*SUPPLIED RECORDS*
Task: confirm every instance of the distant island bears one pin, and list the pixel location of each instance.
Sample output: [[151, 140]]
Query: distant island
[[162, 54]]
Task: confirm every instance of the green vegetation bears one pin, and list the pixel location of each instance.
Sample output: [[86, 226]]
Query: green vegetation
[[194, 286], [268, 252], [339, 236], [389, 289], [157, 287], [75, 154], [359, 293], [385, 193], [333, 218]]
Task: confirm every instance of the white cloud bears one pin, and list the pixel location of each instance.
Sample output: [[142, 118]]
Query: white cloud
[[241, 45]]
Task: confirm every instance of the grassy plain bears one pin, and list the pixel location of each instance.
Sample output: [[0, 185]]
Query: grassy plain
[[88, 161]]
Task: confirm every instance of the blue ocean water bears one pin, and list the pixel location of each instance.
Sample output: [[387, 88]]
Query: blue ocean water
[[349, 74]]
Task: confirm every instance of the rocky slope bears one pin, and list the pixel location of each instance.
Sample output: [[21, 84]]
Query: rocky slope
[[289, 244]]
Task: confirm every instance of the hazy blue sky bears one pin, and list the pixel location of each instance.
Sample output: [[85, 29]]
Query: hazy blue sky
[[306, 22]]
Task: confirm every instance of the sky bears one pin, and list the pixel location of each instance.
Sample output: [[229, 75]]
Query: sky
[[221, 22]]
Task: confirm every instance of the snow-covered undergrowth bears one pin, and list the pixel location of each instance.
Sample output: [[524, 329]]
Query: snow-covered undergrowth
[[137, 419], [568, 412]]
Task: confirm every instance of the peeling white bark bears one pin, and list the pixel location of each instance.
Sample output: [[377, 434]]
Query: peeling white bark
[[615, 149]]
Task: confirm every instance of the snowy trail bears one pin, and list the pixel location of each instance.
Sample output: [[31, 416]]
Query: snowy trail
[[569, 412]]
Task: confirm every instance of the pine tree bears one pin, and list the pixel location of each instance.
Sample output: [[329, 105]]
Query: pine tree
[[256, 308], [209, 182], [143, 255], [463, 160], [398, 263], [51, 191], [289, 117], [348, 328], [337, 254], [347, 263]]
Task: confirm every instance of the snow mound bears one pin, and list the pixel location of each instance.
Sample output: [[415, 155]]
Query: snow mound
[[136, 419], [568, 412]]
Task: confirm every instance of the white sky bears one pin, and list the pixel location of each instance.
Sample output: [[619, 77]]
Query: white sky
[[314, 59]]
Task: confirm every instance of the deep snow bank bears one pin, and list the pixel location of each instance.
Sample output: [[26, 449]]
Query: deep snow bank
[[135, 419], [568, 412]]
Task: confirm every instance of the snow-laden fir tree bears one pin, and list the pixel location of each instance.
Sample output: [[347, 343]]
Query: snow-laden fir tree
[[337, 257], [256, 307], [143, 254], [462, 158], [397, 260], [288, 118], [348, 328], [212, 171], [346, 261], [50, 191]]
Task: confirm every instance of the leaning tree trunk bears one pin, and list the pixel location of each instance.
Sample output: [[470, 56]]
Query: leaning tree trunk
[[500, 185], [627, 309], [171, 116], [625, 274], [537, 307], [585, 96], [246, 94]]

*EXERCISE DETAILS*
From the records above, retype only the lines starting at the line that contains "Query: green vegetation" and ending at the line that contains "Sample output: [[415, 155]]", both included.

*ANSWER BELOW*
Query: green vegetation
[[194, 286], [268, 252], [339, 236], [389, 289], [157, 287], [75, 154], [359, 293], [385, 193], [333, 218]]
Task: confirm every instance of the white cloud bears one pin, and list the pixel location of each instance.
Sample output: [[142, 118]]
Query: white cloud
[[241, 45]]
Task: confirm every instance of the grassy plain bears one pin, and list the pixel location of each instance.
Sample output: [[0, 185]]
Query: grassy plain
[[88, 161]]
Task: confirm every instance of the blue ocean water bears one pin, and list the pixel location of each instance.
Sample output: [[387, 88]]
Query: blue ocean water
[[349, 74]]
Task: confirm every instance of the rocky slope bears one pin, and list the pixel location of each instance.
Sample output: [[21, 84]]
Query: rocky slope
[[289, 244]]
Task: confirm every instance of the hazy blue sky bears one pin, and list the pixel location of each instance.
Sample output: [[85, 29]]
Query: hazy blue sky
[[306, 22]]
Task: confirm every instance of the sky bears one pin, and list the pixel location of each instance.
Sample output: [[229, 75]]
Query: sky
[[221, 22]]
Task: confirm every instance of the snow-covered undergrowth bears one pin, and list the pixel location of each instance.
Sample output: [[524, 329]]
Query: snow-covered undergrowth
[[137, 419], [568, 412]]
Task: confirm every instance of the peeling white bark bears one pin, and list the pixel location of each instance.
Sample output: [[377, 434]]
Query: peeling white bark
[[615, 149]]
Task: confirm every instance of the snowy trail bears one pin, and list the pixel location of each instance.
Sample output: [[31, 416]]
Query: snowy trail
[[569, 412]]
Task: confirm every instance of the pine tree bears one pin, and list the pixel location of each instance.
Sample output: [[329, 105]]
Query: pine tree
[[256, 308], [209, 182], [143, 255], [463, 160], [398, 263], [51, 191], [289, 117], [348, 328], [337, 254], [347, 263]]
Task: confirm every instance of the snow mound bears one pin, and list the pixel location of each instance.
Sample output: [[415, 155]]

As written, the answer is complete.